→ **EXCERPTED PASSAGE**:

Sensors, Cueing, Flight Control
The testers are looking at three different facets of the pilot’s flight tools – sensors, cueing, and flight control—to find the best mix for flying in all types of degraded environments. For example, advanced flight controls and cueing may reduce an aircraft’s reliance on sensors in some situations. The testers are also aware that a comprehensive solution meant for all types of DVEs will likely involve trade-offs, and want to identify what the potential consequences of each could be.

“The project is trying to investigate what makes more impact in solving the DVE problem,” said Hi-Sing Silen, test officer. “The sensor is something that can see through the degraded environment. Cueing is flying virtual reality – the pilot is given a display, either head-mounted or dash-mounted, with a lot of cues that tell things like altitude and velocity.”
Though highly technical, the most visible aspect of cueing comes from symbol displays on a flip-down visor pilots look through in a DVE. There are also audio and tactile cues, such as vibrations in the seat or safety harness if flying too close to an obstacle.
“Cueing is a good solution to fly safely to a given point, but not a complete solution,” said Silen. “The advantage comes if you have accurate profiles of known terrain; but if you’re in a tactical scenario, you likely don’t have a lot of situational awarenesss as to what is going on down there. If you are in a dynamic landing zone with adversary vehicles coming in, the cueing will guide you to that point but won’t have the SA of what is going on around you.”

→ **REQUIRED ACTION 1**:
Echo the passage on helicopter flight tools for degraded visual environments word for word, starting at "Sensors, Cueing, Flight" and ending at "each could be.".
→ **REQUIRED ACTION 2**:
Proceed with the passage on helicopter flight tools for degraded visual environments, picking up after its final sentence.

→ **EXTRACTED DATA**:
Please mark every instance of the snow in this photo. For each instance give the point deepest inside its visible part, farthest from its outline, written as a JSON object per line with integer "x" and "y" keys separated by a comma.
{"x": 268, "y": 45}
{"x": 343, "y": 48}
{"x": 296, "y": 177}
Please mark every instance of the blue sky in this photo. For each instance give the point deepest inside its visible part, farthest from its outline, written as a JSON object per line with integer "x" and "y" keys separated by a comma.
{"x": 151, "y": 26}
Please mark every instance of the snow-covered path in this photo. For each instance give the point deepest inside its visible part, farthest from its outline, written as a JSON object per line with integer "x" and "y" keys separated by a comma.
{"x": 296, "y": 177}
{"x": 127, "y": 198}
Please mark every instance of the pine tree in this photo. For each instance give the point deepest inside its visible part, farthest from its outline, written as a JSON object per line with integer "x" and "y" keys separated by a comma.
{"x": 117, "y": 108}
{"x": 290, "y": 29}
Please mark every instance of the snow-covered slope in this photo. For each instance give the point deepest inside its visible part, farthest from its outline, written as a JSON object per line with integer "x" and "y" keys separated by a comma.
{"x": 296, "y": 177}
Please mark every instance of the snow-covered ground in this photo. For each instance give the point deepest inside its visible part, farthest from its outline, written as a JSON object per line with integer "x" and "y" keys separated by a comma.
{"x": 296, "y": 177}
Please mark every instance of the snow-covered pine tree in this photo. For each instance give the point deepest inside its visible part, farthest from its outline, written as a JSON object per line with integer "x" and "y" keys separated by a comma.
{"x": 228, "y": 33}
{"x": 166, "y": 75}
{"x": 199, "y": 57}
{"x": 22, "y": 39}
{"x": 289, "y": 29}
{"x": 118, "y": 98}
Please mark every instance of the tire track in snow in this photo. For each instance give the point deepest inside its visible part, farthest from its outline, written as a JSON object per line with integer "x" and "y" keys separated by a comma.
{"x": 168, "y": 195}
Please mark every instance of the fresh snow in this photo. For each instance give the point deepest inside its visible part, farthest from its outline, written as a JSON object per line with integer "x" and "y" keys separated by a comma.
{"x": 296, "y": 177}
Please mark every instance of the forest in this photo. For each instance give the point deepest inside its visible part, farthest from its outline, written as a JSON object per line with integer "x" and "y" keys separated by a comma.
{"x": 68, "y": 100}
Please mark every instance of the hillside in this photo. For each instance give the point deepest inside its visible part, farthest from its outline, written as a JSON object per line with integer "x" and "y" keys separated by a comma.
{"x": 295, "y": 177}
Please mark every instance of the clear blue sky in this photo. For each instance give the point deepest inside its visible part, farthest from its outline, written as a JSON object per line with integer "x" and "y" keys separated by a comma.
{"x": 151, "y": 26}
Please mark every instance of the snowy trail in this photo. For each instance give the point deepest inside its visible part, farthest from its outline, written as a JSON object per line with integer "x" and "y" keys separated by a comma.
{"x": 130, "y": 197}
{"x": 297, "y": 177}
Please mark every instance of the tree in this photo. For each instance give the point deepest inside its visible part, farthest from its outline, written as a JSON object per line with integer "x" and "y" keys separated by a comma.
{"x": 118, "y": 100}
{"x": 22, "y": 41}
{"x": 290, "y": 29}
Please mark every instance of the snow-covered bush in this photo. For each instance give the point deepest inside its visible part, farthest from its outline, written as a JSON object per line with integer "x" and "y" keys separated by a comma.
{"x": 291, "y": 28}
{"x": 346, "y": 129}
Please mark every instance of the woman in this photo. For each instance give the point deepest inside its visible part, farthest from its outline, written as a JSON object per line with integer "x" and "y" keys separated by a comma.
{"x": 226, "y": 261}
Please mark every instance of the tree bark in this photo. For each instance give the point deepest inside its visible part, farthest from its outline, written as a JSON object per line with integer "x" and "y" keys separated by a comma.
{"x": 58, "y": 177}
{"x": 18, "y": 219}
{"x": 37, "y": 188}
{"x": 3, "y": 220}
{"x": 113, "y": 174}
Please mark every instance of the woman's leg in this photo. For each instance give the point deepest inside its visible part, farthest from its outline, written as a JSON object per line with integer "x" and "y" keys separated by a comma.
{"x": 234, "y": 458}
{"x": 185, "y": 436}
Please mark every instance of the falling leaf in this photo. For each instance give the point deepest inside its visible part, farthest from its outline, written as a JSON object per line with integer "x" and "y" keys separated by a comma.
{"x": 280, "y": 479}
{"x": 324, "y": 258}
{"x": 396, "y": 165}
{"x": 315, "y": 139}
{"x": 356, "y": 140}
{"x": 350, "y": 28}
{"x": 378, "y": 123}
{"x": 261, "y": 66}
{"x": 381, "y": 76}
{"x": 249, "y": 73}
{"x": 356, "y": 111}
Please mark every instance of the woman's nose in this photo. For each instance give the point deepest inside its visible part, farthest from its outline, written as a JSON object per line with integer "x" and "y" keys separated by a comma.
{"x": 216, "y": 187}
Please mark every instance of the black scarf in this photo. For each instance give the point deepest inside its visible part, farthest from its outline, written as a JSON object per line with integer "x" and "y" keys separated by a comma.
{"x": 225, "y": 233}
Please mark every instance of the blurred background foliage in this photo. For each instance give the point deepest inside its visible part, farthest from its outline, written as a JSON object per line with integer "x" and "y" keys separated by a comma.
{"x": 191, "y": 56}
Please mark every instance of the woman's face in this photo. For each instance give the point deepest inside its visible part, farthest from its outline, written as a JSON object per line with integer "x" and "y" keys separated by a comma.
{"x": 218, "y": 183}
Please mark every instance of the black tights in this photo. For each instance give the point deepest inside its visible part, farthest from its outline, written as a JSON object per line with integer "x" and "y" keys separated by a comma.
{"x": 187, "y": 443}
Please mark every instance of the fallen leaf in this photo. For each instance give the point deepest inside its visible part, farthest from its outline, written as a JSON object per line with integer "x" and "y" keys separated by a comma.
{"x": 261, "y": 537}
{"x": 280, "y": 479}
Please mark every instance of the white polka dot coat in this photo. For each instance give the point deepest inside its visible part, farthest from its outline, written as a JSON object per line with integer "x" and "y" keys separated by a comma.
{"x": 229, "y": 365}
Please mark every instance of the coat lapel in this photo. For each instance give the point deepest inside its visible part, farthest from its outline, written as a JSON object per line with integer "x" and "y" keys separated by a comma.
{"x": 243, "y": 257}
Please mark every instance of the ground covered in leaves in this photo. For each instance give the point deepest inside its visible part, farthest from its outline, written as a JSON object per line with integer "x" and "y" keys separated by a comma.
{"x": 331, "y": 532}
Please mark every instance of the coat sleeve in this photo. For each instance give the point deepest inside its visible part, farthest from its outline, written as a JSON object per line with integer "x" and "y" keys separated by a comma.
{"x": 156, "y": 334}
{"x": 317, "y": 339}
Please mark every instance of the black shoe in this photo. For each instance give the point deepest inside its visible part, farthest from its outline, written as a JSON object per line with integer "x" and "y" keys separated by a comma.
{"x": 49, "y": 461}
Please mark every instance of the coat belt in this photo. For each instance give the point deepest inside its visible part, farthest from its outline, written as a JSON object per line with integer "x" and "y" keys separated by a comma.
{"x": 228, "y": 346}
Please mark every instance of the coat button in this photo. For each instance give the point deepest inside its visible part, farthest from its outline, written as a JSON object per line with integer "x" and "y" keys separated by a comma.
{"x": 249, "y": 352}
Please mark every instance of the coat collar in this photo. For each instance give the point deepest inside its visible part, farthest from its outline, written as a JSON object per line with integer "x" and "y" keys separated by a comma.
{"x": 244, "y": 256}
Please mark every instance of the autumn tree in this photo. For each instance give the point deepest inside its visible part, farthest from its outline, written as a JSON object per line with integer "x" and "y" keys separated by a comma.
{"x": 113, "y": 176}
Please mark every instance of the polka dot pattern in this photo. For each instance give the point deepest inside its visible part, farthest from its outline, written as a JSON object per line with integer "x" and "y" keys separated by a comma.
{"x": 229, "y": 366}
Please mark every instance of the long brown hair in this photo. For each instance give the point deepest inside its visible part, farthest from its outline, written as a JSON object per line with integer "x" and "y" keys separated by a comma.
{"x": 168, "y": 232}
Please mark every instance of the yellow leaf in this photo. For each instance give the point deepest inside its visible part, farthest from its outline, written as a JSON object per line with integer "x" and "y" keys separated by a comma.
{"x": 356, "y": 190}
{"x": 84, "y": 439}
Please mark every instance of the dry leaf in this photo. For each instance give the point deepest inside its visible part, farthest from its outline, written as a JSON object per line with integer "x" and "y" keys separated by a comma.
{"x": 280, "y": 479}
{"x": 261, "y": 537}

→ **WRITTEN RESPONSE 1**:
Sensors, Cueing, Flight Control
The testers are looking at three different facets of the pilot’s flight tools – sensors, cueing, and flight control—to find the best mix for flying in all types of degraded environments. For example, advanced flight controls and cueing may reduce an aircraft’s reliance on sensors in some situations. The testers are also aware that a comprehensive solution meant for all types of DVEs will likely involve trade-offs, and want to identify what the potential consequences of each could be.

→ **WRITTEN RESPONSE 2**:
YPG Testing Focus
The focus of YPG’s portion of the testing is on brownout conditions, which are multi-faceted. Aside from different models of helicopters producing different types and degrees of brownouts, the conditions on a landing zone obscured by standing dust are different than one caused by multiple aircraft landings in short or simultaneous sequence.

“Our focus to this point has been single-ship, but on the sensor side we have looked at multi-ship operations,” said Minor. “Successive aircraft have to go into an area that already has been browned out. We’re looking at the ability of the sensors to see through existing poor conditions to find obstacles.”
YPG’s DVE landing zone (LZ) has multiple tilled lanes meant to maximize the grit and dirt kicked up by a helicopter’s rotor wash, and also includes target areas and obstacles. Flying successive tactical sorties through on multiple days takes a great deal of planning to ensure safety.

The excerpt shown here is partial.